╭─ Page extract

In [None]:
import torch
import torchvision
import torchvision.datasets as datasets
import torchvision.transforms as T
import matplotlib.pyplot as plt
#
import torch.nn as nn
from torch import optim
#
import numpy as np

In [None]:
ds_train = datasets.MNIST(root='./data', train=True, download=True, transform=T.ToTensor())
ds_valid = datasets.MNIST(root="./data", train=False, download=True, transform=T.ToTensor())

In [None]:
plt.imshow(ds_train.data[0], cmap='gray')
plt.title('%i' % ds_train.targets[0])
plt.show()

In [None]:
dl_train = torch.utils.data.DataLoader(ds_train, 
                                          batch_size=256, 
                                          shuffle=True, 
                                          num_workers=4)
dl_valid = torch.utils.data.DataLoader(ds_valid, 
                                          batch_size=16, 
                                          shuffle=True, 
                                          num_workers=4)

╰─
╭─ Material shown

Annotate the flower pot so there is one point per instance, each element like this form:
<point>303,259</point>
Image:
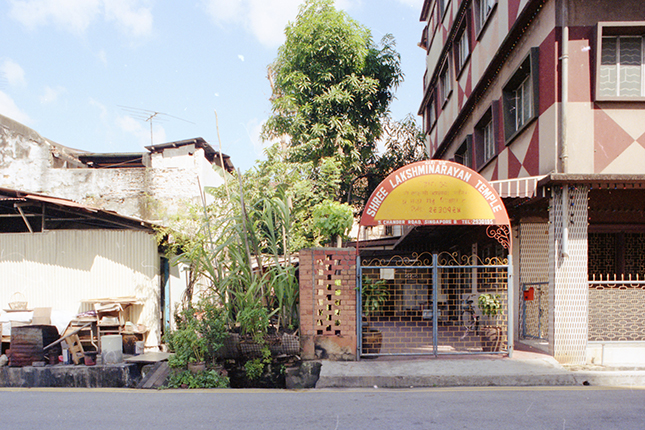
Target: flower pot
<point>197,367</point>
<point>372,341</point>
<point>491,338</point>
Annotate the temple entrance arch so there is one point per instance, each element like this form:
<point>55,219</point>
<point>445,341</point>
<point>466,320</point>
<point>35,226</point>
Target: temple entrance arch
<point>454,248</point>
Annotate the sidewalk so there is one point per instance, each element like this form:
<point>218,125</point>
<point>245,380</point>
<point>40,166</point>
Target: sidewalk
<point>526,368</point>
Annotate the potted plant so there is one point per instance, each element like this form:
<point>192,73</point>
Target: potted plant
<point>374,295</point>
<point>491,333</point>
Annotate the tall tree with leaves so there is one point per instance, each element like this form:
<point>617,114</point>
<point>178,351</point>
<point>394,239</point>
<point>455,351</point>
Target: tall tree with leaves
<point>332,87</point>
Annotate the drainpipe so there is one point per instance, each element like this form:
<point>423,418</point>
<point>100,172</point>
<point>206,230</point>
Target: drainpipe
<point>564,150</point>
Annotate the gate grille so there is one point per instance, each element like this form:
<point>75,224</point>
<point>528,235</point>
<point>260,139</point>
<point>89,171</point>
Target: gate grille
<point>407,324</point>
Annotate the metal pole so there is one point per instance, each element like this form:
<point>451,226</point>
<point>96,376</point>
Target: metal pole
<point>435,295</point>
<point>511,307</point>
<point>359,307</point>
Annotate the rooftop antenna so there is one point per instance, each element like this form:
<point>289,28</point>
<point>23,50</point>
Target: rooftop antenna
<point>149,115</point>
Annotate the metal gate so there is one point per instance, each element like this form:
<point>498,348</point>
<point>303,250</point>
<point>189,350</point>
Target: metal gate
<point>429,304</point>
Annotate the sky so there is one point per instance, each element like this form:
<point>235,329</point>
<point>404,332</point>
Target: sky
<point>89,74</point>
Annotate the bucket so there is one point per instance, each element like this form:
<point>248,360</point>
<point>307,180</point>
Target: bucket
<point>112,349</point>
<point>139,348</point>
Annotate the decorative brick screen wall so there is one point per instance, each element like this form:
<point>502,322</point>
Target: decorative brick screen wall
<point>328,303</point>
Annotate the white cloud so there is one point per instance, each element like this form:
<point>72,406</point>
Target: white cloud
<point>9,109</point>
<point>76,15</point>
<point>101,107</point>
<point>133,20</point>
<point>51,94</point>
<point>102,56</point>
<point>14,74</point>
<point>266,19</point>
<point>417,4</point>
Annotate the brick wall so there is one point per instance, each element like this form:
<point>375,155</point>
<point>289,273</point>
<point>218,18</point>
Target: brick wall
<point>328,303</point>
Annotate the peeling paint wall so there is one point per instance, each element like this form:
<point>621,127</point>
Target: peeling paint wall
<point>157,193</point>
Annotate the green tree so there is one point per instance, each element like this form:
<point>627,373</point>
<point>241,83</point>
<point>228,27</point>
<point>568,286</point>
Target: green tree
<point>332,87</point>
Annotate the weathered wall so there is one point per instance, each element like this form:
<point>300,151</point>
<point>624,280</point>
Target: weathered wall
<point>28,162</point>
<point>60,269</point>
<point>328,303</point>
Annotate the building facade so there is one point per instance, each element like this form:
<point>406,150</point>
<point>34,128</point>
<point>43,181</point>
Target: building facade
<point>155,185</point>
<point>546,100</point>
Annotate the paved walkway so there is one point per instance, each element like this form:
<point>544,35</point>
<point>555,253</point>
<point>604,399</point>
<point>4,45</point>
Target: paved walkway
<point>526,368</point>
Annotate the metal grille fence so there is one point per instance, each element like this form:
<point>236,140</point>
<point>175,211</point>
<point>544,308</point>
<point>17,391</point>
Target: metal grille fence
<point>428,312</point>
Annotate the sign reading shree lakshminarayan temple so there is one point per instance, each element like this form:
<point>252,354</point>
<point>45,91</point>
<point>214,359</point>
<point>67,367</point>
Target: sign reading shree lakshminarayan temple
<point>434,192</point>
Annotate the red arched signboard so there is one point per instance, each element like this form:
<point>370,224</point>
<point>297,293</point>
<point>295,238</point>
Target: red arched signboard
<point>434,192</point>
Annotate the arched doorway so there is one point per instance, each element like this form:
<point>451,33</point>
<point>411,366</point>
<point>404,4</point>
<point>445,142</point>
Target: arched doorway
<point>421,295</point>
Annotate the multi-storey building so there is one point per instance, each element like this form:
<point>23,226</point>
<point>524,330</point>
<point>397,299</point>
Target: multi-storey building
<point>546,99</point>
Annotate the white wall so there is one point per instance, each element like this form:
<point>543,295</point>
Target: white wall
<point>60,269</point>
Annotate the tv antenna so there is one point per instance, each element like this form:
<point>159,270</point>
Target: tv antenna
<point>149,116</point>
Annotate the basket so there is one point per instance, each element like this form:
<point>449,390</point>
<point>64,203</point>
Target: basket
<point>17,302</point>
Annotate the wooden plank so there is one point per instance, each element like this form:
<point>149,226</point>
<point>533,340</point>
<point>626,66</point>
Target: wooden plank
<point>149,357</point>
<point>75,348</point>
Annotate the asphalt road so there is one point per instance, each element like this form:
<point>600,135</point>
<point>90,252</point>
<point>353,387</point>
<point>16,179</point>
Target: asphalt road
<point>456,408</point>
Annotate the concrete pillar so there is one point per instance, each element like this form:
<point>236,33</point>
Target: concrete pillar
<point>568,281</point>
<point>328,303</point>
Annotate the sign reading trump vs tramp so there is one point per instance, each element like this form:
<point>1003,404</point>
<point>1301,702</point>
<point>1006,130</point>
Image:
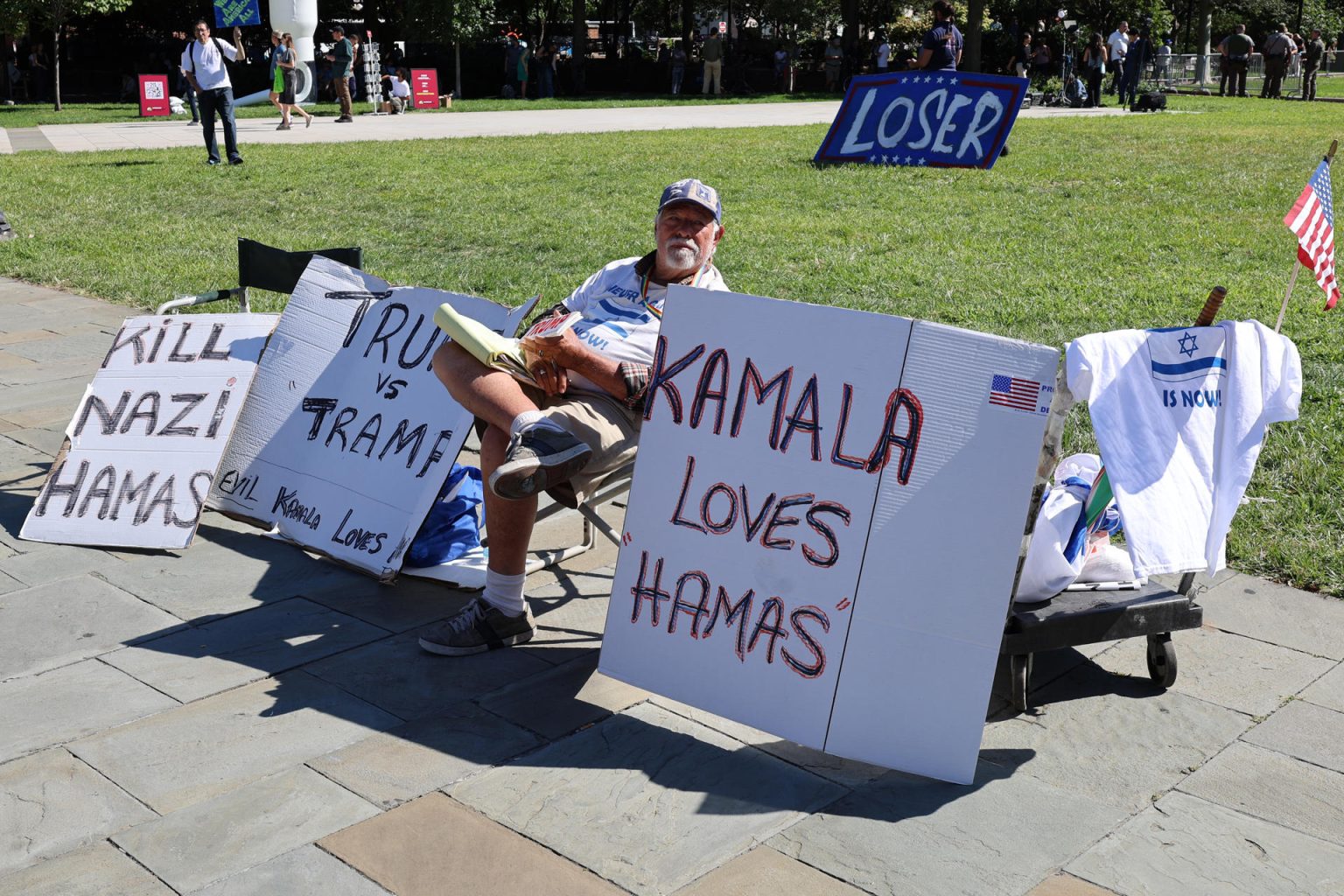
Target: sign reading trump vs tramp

╰─

» **What to produce**: In the MNIST notebook code, explain why the title shown above the plotted image is a whole number.

» **Result of the exercise**: The title is set with plt.title('%i' % ds_train.targets[0]), which formats the target of the first training item as an integer. That target is the digit label paired with the image drawn by plt.imshow(ds_train.data[0], cmap='gray').